• _What to do_: Reproduce the listing that follows, unchanged and complete.

———

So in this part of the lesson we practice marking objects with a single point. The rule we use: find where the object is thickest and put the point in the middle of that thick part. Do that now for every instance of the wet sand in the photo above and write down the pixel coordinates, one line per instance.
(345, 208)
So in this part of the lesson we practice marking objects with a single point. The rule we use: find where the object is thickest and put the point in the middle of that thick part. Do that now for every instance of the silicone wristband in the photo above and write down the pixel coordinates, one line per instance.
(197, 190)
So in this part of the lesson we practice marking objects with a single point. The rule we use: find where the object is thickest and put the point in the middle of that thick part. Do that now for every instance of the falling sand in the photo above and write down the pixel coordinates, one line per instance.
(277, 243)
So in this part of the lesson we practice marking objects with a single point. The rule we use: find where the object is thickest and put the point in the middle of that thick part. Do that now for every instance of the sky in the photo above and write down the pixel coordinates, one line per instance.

———

• _Expected answer_:
So in this part of the lesson we practice marking objects with a single point. The rule we use: find where the object is thickest and put the point in the middle of that thick part. Do that now for every instance of the wet sand in the photo above and write down the pixel coordinates, one line per instance.
(345, 208)
So in this part of the lesson we practice marking objects with a single point. The rule we use: find where the object is thickest and put the point in the middle of that thick part. Do that now for every instance of the silicone wristband in the photo above and write down the pixel coordinates, one line per instance.
(197, 190)
So in this part of the lesson we practice marking objects with a single point. The rule we use: find where the object is thickest and put the point in the middle of that thick part. Do that now for every instance of the falling sand in the photo above and write down the pixel coordinates, one line per instance.
(277, 243)
So in this part of the lesson we practice marking objects with a single point. The rule we use: find where the object is thickest and put the point in the middle of that thick part. Do that now for every instance of the sky in the photo above and write down the pixel coordinates, one line per instance.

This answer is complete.